BEGIN Document segment

Wednesday, July 27, 2005

How Dolly Mixed Up Apartheid

For the second Monday night in a row BBC 2 screened a fascinating heavyweight documentary at an ungodly hour, following last week’s examination of Belgium’s hideous conquest of the Congo with Not Cricket: The Basil D’Oliveira Conspiracy.

For those unfamiliar D’Oliveira was a ‘coloured’ South African cricketer who came to maturity just as the apartheid policy was being implemented in the 1950s. Brilliant with the bat and a fine bowler too, “Dolly”’s many achievements on the field included scoring two hundred runs in two hours and captaining his country- captaining, that is, his country’s coloured players on a tour of East Africa, for his skin colour meant he could never play first class cricket (i.e. alongside whites) in South Africa, nor represent South Africa internationally in a test match.

His feats in the coloured cricket leagues were outstanding, but his bearing on the field drew as much comment from those interviewed in the documentary, referring as they did to how he would take control of games, how his presence guaranteed runs, lifted his team.

END Document segment

To do: Reproduce the post on Basil D'Oliveira in full, word for word. The listing is separate material, unrelated to the post on Basil D'Oliveira.

BEGIN Available data

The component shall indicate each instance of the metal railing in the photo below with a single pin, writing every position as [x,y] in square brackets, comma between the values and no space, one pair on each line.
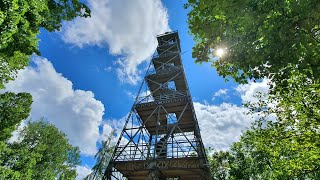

END Available data

Output below:
Wednesday, July 27, 2005

How Dolly Mixed Up Apartheid

For the second Monday night in a row BBC 2 screened a fascinating heavyweight documentary at an ungodly hour, following last week’s examination of Belgium’s hideous conquest of the Congo with Not Cricket: The Basil D’Oliveira Conspiracy.

For those unfamiliar D’Oliveira was a ‘coloured’ South African cricketer who came to maturity just as the apartheid policy was being implemented in the 1950s. Brilliant with the bat and a fine bowler too, “Dolly”’s many achievements on the field included scoring two hundred runs in two hours and captaining his country- captaining, that is, his country’s coloured players on a tour of East Africa, for his skin colour meant he could never play first class cricket (i.e. alongside whites) in South Africa, nor represent South Africa internationally in a test match.

His feats in the coloured cricket leagues were outstanding, but his bearing on the field drew as much comment from those interviewed in the documentary, referring as they did to how he would take control of games, how his presence guaranteed runs, lifted his team.